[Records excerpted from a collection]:
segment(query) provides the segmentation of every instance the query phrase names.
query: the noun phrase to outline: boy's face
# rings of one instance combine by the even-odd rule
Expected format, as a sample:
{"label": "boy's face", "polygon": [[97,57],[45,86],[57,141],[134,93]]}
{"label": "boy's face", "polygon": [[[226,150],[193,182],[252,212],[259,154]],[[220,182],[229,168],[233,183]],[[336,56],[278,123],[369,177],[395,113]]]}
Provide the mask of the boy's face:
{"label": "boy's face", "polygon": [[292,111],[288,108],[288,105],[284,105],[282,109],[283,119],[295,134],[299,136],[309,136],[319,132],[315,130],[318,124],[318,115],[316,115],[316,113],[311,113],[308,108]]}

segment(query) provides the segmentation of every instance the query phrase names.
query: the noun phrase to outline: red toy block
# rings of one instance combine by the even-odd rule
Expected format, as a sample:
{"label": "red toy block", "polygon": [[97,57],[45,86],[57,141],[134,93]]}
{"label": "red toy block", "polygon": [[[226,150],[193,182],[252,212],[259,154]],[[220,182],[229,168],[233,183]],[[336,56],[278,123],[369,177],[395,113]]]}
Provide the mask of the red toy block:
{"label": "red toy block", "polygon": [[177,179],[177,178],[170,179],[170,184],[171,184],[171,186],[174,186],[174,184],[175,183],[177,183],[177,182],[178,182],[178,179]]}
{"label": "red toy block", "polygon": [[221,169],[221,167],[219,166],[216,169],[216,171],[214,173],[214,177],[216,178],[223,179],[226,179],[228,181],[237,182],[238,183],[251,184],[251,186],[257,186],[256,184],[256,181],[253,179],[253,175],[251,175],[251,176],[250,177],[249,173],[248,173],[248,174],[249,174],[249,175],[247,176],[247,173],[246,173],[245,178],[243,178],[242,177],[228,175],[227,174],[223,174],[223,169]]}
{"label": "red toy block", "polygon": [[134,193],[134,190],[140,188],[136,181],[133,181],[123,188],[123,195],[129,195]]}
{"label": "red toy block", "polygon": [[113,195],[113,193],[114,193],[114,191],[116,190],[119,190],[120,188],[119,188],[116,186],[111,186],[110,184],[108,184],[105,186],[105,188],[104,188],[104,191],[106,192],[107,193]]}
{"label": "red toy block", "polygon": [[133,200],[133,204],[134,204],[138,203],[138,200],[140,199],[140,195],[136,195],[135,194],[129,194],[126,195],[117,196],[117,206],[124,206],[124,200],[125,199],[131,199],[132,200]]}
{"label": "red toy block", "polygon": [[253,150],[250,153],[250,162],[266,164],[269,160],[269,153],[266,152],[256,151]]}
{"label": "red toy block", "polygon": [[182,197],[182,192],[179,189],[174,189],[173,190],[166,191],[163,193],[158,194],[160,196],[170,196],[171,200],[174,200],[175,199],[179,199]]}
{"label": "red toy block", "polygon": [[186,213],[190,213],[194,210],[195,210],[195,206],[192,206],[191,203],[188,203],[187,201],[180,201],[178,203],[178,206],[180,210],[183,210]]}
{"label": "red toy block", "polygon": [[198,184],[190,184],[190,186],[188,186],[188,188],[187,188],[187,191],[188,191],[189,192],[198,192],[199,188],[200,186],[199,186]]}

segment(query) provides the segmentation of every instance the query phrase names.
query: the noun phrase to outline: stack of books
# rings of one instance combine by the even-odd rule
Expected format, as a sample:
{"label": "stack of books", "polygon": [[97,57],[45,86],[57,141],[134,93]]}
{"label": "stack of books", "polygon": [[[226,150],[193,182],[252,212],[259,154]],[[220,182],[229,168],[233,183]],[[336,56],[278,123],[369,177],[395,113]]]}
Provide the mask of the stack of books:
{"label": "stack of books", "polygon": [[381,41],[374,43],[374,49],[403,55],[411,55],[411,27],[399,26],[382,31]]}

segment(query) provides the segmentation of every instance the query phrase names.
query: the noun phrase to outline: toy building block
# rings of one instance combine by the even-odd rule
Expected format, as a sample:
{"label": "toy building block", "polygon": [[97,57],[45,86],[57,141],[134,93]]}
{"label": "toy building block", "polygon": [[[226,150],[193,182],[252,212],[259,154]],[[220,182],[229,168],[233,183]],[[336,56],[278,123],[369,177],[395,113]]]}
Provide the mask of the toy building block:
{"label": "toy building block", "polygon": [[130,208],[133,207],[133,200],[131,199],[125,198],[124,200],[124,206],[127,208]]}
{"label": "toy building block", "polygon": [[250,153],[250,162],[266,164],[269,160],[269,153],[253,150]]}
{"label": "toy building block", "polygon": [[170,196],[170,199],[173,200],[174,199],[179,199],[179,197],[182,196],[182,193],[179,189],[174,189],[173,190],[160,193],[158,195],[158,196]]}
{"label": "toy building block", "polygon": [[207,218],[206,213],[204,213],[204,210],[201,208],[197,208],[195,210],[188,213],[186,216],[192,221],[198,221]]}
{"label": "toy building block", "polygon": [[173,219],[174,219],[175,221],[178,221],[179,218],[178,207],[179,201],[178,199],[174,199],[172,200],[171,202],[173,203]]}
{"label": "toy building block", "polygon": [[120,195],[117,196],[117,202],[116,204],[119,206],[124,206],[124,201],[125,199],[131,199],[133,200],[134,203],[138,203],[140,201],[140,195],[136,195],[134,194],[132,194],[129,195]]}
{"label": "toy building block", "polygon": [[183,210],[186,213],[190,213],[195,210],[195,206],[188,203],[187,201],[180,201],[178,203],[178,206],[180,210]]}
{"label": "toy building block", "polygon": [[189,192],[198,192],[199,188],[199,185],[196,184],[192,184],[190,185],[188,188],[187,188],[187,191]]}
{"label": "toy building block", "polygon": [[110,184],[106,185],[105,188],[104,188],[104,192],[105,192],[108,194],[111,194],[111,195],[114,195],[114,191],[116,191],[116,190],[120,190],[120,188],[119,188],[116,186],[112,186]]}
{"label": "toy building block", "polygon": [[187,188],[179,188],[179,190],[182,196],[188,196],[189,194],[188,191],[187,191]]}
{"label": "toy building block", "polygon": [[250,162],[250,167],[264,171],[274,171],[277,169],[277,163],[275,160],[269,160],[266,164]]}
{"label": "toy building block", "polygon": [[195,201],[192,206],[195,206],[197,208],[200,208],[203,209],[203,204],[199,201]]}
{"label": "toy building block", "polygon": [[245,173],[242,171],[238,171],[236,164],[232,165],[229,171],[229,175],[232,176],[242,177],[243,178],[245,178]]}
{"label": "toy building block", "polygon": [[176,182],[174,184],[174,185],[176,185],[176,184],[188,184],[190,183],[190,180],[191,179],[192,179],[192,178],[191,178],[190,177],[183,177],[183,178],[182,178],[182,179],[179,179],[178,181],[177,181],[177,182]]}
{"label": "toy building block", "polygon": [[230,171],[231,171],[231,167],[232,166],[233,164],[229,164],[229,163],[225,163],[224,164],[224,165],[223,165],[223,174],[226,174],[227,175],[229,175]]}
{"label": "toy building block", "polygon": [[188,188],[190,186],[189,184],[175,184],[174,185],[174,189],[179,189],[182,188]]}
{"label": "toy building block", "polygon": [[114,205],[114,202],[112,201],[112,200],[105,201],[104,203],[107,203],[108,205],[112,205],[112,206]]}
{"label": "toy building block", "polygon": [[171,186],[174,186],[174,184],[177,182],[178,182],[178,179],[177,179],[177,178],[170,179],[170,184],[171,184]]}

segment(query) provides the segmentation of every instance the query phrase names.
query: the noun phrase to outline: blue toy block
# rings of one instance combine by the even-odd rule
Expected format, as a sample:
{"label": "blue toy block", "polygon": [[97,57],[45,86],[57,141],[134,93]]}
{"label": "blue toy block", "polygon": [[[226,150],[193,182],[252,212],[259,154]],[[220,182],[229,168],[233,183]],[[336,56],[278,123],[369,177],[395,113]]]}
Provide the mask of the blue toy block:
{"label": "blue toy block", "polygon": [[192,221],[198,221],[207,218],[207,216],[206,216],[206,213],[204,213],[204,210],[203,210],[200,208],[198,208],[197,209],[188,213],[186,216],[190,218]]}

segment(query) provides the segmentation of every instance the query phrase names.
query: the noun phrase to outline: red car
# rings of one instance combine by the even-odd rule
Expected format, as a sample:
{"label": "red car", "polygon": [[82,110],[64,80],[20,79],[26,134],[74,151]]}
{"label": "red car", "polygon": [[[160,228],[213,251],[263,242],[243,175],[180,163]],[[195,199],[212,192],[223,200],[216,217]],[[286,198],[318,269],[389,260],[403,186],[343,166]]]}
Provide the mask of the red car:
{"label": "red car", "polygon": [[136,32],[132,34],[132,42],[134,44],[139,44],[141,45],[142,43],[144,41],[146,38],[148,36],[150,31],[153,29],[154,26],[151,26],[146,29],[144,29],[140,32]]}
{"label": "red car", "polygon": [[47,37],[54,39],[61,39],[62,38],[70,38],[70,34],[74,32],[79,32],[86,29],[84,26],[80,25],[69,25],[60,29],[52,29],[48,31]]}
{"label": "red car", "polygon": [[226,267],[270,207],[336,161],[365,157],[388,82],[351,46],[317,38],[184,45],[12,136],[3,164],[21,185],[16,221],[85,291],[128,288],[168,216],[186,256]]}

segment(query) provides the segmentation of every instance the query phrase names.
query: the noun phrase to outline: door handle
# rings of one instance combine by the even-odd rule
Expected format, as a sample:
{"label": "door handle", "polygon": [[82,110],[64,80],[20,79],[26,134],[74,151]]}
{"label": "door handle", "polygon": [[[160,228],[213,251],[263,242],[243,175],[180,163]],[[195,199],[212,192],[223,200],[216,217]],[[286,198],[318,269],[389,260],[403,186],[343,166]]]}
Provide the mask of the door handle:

[Your goal]: Pick out every line in the entries above that contains the word "books".

[Response to the exercise]:
query: the noun phrase to outline: stack of books
{"label": "stack of books", "polygon": [[97,57],[45,86],[57,141],[134,93]]}
{"label": "stack of books", "polygon": [[[226,150],[193,182],[252,212],[259,154]],[[220,182],[229,168],[233,183]],[[336,56],[278,123],[369,177],[395,113]]]}
Provide the mask of the stack of books:
{"label": "stack of books", "polygon": [[381,41],[374,43],[374,49],[403,55],[411,55],[411,27],[399,26],[382,31]]}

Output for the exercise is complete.